An Iranian court has sentenced leading human rights campaigner Narges Mohammedi to eight years in prison and over 70 lashes, her husband announced on Sunday, following her sudden arrest in November last year.
Her husband Taghi Rahmani, who is based in France, wrote on Twitter that the sentence was handed out after a hearing that lasted only five minutes.
The details of both the verdict and the case against her remain unclear.
A colleague of Nobel Peace Prize-winning campaigner Shirin Ebadi, who now lives outside Iran, Mohammedi has been repeatedly jailed by the Iranian authorities over the last years.
She was released from prison in October 2020 but then suddenly arrested in November 2021 in Karaj outside Tehran while attending a memorial for a man killed during nationwide protests in November 2019.
Amnesty International at the time condemned Mohammedi’s arrest as “arbitrary” and described her as a “prisoner of conscience targeted solely for her peaceful human rights activities.”
Mohammedi, who has long campaigned against the use of the death penalty in Iran, had before her latest arrest been working with families seeking justice for loved ones who they say were killed by security forces in the 2019 protests.
Even while out of prison, she had in May 2021 been handed a sentence of 80 lashes and 30 months in jail on charges of “propaganda” against Iran’s Islamic system.
Activists have decried what they see as increased repression in Iran over the last months, including the jailing of campaigners and greater use of the death penalty.
Prominent detainees have also died in prison, such as the well-known poet Baktash Abtin.
Another top rights defender serving a lengthy sentence in Iran is prize-winning lawyer Nasrin Sotoudeh who defended women arrested for protesting against the requirement for Iranian women to wear the hijab.
While she is currently believed to be out of jail on medical leave, supporters fear she is at risk of being imminently returned to prison.

Input data:

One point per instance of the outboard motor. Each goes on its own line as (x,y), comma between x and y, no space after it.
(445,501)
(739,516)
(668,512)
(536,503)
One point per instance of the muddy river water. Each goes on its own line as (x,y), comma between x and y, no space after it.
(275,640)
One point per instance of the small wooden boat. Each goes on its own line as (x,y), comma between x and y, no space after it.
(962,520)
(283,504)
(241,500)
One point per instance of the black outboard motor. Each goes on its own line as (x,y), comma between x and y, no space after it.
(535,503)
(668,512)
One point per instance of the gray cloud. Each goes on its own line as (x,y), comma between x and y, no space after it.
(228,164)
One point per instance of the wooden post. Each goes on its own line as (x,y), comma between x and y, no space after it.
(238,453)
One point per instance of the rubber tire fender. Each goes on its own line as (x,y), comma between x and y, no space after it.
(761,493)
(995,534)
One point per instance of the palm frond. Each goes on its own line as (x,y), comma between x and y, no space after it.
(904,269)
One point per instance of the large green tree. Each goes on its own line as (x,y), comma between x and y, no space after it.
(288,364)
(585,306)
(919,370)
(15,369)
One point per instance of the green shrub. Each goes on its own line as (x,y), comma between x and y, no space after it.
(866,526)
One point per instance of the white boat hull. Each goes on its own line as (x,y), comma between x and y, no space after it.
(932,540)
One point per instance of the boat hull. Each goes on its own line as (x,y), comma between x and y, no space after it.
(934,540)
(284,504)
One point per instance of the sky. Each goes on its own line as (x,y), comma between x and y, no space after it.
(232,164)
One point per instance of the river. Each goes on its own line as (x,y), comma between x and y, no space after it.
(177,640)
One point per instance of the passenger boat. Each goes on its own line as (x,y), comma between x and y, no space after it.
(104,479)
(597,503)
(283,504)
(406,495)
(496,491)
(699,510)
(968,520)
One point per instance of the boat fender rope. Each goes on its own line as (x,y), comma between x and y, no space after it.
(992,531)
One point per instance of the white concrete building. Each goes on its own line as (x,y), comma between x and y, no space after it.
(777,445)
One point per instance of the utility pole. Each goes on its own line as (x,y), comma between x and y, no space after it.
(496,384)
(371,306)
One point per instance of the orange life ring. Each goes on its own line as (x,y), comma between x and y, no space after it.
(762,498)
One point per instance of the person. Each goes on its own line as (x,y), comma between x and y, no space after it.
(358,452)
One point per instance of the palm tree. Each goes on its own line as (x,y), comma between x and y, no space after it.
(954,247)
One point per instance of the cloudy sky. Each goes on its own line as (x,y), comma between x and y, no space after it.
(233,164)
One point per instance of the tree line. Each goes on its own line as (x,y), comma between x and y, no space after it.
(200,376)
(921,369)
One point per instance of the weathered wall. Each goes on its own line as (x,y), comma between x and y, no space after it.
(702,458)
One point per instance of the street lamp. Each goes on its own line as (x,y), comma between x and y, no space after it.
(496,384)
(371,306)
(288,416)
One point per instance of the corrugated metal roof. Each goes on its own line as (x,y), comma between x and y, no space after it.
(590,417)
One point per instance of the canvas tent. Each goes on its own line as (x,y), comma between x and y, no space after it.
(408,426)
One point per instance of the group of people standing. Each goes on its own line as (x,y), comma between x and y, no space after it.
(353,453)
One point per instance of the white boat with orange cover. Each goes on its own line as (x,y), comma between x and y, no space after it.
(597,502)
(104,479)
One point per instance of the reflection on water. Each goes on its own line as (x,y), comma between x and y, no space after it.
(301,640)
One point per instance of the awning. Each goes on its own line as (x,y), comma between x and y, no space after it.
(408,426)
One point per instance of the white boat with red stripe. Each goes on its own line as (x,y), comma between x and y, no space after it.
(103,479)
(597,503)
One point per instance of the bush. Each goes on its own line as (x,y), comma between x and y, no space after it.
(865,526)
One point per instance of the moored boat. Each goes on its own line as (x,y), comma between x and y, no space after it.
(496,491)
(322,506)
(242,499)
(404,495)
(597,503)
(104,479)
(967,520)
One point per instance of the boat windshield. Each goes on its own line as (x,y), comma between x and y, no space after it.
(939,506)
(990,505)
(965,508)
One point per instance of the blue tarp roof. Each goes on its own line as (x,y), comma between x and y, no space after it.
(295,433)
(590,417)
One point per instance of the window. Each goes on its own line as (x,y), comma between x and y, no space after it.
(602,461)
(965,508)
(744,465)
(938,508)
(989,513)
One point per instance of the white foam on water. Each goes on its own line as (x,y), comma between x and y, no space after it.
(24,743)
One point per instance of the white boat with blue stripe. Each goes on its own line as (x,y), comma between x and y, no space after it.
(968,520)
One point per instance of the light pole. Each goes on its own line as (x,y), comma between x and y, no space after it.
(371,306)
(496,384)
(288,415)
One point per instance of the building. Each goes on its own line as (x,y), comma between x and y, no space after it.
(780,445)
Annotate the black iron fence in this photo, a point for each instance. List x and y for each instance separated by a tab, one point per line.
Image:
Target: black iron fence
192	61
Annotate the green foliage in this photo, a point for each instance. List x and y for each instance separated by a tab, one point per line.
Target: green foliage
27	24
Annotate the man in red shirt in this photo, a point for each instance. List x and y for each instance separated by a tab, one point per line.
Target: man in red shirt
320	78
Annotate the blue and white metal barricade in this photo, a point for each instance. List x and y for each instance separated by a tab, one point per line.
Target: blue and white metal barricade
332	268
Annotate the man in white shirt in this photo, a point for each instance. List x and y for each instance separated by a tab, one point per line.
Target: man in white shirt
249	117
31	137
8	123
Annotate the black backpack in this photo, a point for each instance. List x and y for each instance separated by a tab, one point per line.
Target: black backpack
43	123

Work instruction:
Quote the passage of the news report on Narges Mohammedi's sentencing from "Even while out" up to and including "Iran’s Islamic system.".

Exercise response:
Even while out of prison, she had in May 2021 been handed a sentence of 80 lashes and 30 months in jail on charges of “propaganda” against Iran’s Islamic system.